## Begin SELECTED TEXT
My disk doesn't stay spun-down very long, even with laptop-mode. I
discovered the problem was syslog doing syncs to auth.log whenever a
cron job runs. (I have a package, lockout, that runs a cron job every
minute.) cron logs to auth.log because it has "@include common-session"
in its PAM config, and common-session uses pam_unix. The log lines look
like
Feb 1 20:07:01 localhost CRON[25041]: (pam_unix) session opened for user root by (uid=0)
Feb 1 20:07:01 localhost CRON[25041]: (pam_unix) session closed for user root
I would suggest leaving common-session out of the PAM config, because a
cron job is not really a session in the normal sense. It really doesn't
make sense for every cron job to be logged in auth.log. (If you want to
log them, daemon.log would probably be better.)
Another way to solve my problem would be to change syslog.conf so that
auth.log is not synced. However, this seems sub-optimal because real
authorization events are pretty important.
## End SELECTED TEXT
## Begin DATASET RECORDS
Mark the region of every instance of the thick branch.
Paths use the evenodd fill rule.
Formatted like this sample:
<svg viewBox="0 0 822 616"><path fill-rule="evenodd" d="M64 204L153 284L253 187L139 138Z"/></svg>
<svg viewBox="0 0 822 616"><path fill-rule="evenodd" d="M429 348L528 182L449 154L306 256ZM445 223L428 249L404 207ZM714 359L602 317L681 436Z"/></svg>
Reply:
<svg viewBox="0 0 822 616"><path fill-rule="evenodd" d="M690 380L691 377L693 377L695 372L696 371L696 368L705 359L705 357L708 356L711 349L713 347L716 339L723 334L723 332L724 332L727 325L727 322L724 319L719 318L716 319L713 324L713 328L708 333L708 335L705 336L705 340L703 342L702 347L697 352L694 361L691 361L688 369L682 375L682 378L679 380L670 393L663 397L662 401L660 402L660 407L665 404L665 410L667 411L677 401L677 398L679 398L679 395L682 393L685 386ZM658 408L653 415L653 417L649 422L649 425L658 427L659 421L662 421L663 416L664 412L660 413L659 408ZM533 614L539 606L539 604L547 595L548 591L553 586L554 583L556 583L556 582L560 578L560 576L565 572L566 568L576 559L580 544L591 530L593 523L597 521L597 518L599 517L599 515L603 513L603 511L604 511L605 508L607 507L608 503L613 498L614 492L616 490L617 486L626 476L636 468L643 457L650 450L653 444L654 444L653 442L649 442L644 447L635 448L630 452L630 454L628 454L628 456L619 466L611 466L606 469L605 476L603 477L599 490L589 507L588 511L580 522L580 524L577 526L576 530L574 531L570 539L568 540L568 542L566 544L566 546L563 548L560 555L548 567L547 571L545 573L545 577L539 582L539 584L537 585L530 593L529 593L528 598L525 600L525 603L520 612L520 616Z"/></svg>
## End DATASET RECORDS
## Begin DATASET RECORDS
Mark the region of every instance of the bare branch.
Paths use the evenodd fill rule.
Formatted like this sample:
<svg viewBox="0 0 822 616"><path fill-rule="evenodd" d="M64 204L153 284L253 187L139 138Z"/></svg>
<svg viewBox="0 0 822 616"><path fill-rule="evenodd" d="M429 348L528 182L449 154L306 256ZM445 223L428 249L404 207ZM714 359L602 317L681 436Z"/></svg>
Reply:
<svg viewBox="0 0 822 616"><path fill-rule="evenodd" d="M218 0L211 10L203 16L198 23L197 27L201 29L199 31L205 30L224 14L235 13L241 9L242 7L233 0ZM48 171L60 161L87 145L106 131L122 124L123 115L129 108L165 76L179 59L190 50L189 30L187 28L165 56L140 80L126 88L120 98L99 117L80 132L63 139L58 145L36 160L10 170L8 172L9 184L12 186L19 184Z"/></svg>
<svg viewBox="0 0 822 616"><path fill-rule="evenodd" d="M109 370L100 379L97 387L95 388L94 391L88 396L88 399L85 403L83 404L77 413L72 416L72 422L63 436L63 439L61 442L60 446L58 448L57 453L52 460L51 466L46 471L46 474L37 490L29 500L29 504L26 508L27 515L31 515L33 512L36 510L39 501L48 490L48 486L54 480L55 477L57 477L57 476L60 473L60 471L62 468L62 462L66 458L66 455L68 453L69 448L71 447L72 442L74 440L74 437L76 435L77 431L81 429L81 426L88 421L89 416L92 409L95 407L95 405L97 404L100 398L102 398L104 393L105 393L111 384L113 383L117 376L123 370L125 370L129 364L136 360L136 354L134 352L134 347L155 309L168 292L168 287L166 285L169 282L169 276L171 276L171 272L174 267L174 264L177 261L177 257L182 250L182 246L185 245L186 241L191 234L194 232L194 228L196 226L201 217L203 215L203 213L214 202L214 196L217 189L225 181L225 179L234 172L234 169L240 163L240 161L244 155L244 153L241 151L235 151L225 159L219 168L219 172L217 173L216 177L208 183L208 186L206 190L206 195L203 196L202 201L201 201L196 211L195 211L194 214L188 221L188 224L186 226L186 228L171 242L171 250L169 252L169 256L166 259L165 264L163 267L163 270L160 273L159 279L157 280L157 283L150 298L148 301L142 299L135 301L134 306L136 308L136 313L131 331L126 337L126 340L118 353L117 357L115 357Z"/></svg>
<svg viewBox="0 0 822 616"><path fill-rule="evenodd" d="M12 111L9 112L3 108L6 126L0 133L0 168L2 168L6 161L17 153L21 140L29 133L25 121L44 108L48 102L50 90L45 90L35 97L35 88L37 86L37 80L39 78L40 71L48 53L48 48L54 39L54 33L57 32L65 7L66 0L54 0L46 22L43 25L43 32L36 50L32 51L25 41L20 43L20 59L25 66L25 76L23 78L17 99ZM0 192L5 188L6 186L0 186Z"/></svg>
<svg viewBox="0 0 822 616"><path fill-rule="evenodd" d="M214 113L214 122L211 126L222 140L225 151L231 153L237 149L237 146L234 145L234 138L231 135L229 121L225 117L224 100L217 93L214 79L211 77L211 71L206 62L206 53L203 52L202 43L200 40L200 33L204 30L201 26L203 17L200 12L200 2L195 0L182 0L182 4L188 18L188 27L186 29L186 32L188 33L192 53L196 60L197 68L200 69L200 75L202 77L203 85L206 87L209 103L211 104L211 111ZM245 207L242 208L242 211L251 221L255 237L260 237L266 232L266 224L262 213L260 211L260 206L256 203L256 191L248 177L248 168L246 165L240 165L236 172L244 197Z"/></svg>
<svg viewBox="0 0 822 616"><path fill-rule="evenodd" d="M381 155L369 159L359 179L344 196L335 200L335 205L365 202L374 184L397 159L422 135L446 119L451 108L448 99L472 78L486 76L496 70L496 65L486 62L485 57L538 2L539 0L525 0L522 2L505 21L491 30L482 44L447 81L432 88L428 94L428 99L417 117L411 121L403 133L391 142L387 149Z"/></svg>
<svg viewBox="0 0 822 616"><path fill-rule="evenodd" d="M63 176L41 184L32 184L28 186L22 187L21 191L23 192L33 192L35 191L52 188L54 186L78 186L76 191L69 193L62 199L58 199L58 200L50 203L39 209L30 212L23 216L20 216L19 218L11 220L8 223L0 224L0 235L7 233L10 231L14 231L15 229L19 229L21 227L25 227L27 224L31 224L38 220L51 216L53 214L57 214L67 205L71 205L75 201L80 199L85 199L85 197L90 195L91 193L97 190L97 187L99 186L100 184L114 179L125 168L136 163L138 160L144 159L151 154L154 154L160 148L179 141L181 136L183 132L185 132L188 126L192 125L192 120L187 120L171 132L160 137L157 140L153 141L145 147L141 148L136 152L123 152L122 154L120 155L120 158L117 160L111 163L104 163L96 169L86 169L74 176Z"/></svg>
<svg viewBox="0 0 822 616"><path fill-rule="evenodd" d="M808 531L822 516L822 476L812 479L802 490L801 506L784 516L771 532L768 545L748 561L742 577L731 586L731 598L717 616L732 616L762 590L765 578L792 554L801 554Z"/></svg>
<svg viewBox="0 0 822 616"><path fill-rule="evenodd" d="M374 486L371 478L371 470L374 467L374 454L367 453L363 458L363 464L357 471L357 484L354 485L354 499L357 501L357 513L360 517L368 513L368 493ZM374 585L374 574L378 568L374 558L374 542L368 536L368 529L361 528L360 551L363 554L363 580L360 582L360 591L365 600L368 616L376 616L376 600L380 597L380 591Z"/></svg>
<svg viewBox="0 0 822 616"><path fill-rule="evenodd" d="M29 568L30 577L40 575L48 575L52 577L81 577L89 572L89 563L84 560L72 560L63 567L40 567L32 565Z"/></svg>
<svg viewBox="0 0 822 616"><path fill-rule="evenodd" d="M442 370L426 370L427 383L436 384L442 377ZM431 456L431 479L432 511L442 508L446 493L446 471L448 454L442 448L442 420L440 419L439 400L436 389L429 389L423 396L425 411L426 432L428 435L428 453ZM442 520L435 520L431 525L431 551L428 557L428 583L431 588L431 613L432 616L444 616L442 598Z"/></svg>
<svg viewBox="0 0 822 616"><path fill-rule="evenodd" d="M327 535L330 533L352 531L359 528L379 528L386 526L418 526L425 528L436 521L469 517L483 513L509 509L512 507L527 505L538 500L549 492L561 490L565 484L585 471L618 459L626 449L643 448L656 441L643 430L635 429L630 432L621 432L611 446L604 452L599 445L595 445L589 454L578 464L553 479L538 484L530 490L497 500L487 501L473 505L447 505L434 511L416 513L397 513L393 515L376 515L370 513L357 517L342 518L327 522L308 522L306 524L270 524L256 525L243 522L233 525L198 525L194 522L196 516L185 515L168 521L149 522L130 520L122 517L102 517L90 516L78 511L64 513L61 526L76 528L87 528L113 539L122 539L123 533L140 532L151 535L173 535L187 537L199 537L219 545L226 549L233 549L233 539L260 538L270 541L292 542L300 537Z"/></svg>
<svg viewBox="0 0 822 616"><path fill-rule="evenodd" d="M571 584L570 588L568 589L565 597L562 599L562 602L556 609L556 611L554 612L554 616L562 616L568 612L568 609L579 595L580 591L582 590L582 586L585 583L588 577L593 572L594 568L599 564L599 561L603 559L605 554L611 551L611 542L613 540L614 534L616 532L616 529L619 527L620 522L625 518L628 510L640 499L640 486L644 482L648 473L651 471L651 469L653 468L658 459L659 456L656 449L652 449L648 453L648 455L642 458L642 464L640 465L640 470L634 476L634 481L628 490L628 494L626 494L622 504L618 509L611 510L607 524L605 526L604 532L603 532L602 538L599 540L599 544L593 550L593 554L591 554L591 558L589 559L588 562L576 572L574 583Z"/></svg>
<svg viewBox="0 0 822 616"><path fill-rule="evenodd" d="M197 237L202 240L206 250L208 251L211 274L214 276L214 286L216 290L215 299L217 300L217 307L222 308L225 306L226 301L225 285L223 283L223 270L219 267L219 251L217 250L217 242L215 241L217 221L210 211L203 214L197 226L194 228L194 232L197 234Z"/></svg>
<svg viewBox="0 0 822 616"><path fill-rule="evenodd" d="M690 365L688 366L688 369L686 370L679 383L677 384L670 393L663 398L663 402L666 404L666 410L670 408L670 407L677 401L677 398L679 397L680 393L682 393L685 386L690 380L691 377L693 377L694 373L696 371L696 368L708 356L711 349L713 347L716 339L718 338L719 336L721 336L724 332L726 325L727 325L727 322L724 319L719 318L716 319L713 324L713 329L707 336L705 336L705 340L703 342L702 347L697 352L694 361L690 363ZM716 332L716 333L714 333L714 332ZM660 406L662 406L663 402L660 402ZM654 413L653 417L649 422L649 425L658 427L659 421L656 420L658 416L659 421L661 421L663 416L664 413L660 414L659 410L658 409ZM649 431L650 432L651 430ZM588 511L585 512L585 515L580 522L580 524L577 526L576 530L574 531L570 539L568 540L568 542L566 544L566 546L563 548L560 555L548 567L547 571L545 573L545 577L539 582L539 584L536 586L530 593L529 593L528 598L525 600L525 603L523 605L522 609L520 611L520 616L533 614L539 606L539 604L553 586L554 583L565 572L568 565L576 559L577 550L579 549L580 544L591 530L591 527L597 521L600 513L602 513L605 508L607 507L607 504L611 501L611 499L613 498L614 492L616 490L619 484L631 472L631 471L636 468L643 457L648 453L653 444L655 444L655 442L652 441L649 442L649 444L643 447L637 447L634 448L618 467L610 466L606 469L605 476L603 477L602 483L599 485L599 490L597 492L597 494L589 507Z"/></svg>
## End DATASET RECORDS
### REQUESTS:
1 – Answer these questions about the text on syslog and cron logging.
(a) Which package runs a cron job every minute?
(b) Which PAM module does common-session use?
(c) Which log file does the text suggest would be better for logging cron jobs?
2 – Copy these lines from the records exactly. Begin with the line that contains "Mark the region of every instance of the bare", and end with the line that contains "0L211 10L203 16L198".

### ANSWERS PROVIDED:
1 –
(a) lockout
(b) pam_unix
(c) daemon.log

2 –
Mark the region of every instance of the bare branch.
Paths use the evenodd fill rule.
Formatted like this sample:
<svg viewBox="0 0 822 616"><path fill-rule="evenodd" d="M64 204L153 284L253 187L139 138Z"/></svg>
<svg viewBox="0 0 822 616"><path fill-rule="evenodd" d="M429 348L528 182L449 154L306 256ZM445 223L428 249L404 207ZM714 359L602 317L681 436Z"/></svg>
Reply:
<svg viewBox="0 0 822 616"><path fill-rule="evenodd" d="M218 0L211 10L203 16L198 23L197 27L201 29L199 31L205 30L224 14L235 13L241 9L242 7L233 0ZM48 171L60 161L87 145L106 131L122 124L123 115L129 108L165 76L179 59L190 50L189 30L187 28L165 56L140 80L126 88L120 98L99 117L80 132L63 139L58 145L36 160L10 170L8 172L9 184L12 186L19 184Z"/></svg>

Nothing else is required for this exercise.